_ページ抜粋_
----
3 申立人の被申立人Y1及びY2に対する申立ては、これを却下する。
4 申立人のその他の申立ては、これを棄却する。 
判定の要旨  4916 企業に影響力を持つ者
教習所に土地、建物を賃貸しているM社は、形式上別個の法人であるが、役員の構成及び両社の本社事務所が同一建物内にあり、教習所経理事務はM社従業員が行い、M社の都合により教習所従業員は自由にM社に移籍し、M社から賃金をうけながら、教習所業務に従事している者があり、教習生の送迎はM社が行い、教習所の備品につきM社が火災保険契約を締結し、保険料を支払い、両社の資金繰り操作は極めて密接で、教習所跡地売却に際し両社間に対価の授受又は補償の取り決めがない等の諸事情から総合すると、M社は教習所の実質上の経営者であり、教習所の分会員らに対し、使用者としての責を負うべき立場にある。

4905 経営補助者
Y1は教習所の代表取締役であり、業務再開を約した協定書にはM社及び教習所とともに、同協定上の義務の履行を認めた記載があり、同人も署名捺印しているが教習所の実質上の経営者はM社社長であり、協定における当事者としての法律上の責任はともかく、使用者としての責任を負うものではなく、Y1個人は被申立人適格を欠くものである。

4911 解散事業における使用者
教習所解散に伴う教習所清算人Y2の諸行為は、同人個人の行為ではなく、清算人としての行為と認められるので、Y2個人は被申立人としての適格を欠くものである。

1201 支払い遅延・給付差別
3800 行為の結果・その他
使用者は、その雇用する労働者に対し賃金を支払うべきは当然であり、資金のないことが賃金不払いの合理的理由たり得ない。しかも団交における教習所清算人の発言、本件紛争を金銭によって解決することを目論でいたこと等からみて、教習所が資金不足であったとは認め難く、本件賃金不払いは、分会員を経済的に困窮させんとしてなした不当労働行為である。
----
_提示データ_
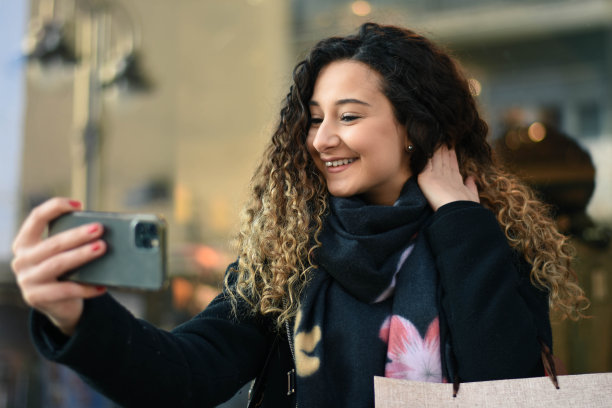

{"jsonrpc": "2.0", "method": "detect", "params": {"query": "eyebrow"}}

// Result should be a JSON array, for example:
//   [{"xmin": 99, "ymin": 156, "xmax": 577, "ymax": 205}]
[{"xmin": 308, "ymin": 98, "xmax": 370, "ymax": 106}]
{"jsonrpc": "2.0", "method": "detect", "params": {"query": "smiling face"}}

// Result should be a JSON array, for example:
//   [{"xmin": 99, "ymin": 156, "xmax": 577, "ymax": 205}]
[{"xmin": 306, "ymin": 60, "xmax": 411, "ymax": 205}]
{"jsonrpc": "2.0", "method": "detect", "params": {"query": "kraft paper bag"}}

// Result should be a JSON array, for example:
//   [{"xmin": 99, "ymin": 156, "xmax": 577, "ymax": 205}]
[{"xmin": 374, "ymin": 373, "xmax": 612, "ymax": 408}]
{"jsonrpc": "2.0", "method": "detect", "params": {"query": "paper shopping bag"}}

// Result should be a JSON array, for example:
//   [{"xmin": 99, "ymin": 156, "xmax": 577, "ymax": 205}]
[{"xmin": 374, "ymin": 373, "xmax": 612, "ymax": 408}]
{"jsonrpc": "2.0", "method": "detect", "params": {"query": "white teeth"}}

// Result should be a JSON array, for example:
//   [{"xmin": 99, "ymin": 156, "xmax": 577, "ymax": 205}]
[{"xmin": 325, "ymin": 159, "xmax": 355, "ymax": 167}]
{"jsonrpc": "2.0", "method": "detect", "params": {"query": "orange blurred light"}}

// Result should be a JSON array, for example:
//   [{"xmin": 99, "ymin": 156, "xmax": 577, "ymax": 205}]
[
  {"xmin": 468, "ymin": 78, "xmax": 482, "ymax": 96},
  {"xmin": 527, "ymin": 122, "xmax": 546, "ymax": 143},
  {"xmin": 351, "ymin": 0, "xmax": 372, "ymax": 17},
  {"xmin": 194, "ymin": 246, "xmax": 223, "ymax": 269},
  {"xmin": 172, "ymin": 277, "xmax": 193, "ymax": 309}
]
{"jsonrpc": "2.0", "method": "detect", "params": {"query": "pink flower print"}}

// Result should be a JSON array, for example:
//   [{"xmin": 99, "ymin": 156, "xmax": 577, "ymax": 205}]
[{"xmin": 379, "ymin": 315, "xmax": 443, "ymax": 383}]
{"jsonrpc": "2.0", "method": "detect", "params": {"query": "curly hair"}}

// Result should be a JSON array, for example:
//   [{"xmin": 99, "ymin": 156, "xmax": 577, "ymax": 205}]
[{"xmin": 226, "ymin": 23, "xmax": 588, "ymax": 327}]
----
_実施する作業_
1. エントリから、文字列「jsonrpc」を含む行をすべて抽出してください。
2. 不当労働行為の判定要旨の続きを、最後の文の後から書いてください。
不当労働行為の判定要旨とエントリは、互いに関連のない別個の資料です。

_回答一覧_
1.
{"jsonrpc": "2.0", "method": "detect", "params": {"query": "eyebrow"}}
{"jsonrpc": "2.0", "method": "detect", "params": {"query": "smiling face"}}
{"jsonrpc": "2.0", "method": "detect", "params": {"query": "kraft paper bag"}}
{"jsonrpc": "2.0", "method": "detect", "params": {"query": "paper shopping bag"}}
{"jsonrpc": "2.0", "method": "detect", "params": {"query": "white teeth"}}
{"jsonrpc": "2.0", "method": "detect", "params": {"query": "orange blurred light"}}
{"jsonrpc": "2.0", "method": "detect", "params": {"query": "pink flower print"}}
{"jsonrpc": "2.0", "method": "detect", "params": {"query": "curly hair"}}

2.
1800 会社解散・事業閉鎖
3105 事業廃止、工場移転・売却
教習所が業務の再開を不可能であるとする事情は何ら認められず、しかも、教習所清算人が分会員らに対し金銭を提示して退職を求めていることからみて、教習所が業務を再開しないのは、分会員らの動揺を誘いもって組合の弱体化を図った支配介入である。

4401 原職復帰と他の措置を併せて命じたもの
4402 企業閉鎖・偽装解散と救済
4916 企業に影響力を持つ者
教習所は現在清算中であるが、審問結審時までの間、何らの清算事務は行なわれず、指定自動車教習所の指定は解除されているが、新コースはほとんど完成し、校舎を建築すればいつでも業務再開できる状況にあることからして、教習所に対し分会員らを原職又は原職相当職復帰を命ずるのが相当であり、またM社も教習所とともにその責に任ずべきものである。

1800 会社解散・事業閉鎖
3105 事業廃止、工場移転・売却
本件解雇当時、新教習コースはほぼ完成し、資金的にも業務が再開できる状況にあったこと、教習所清算人は、企業再開等に関する和解協定を無視して分会員等に退職を求めていること、M社及び教習所は仮処分決定等により協定不履行の責任を追及されていたこと等からみて、本件解雇は、教習所が新コースにおける業務から分会員らを排除するためになした不当労働行為である。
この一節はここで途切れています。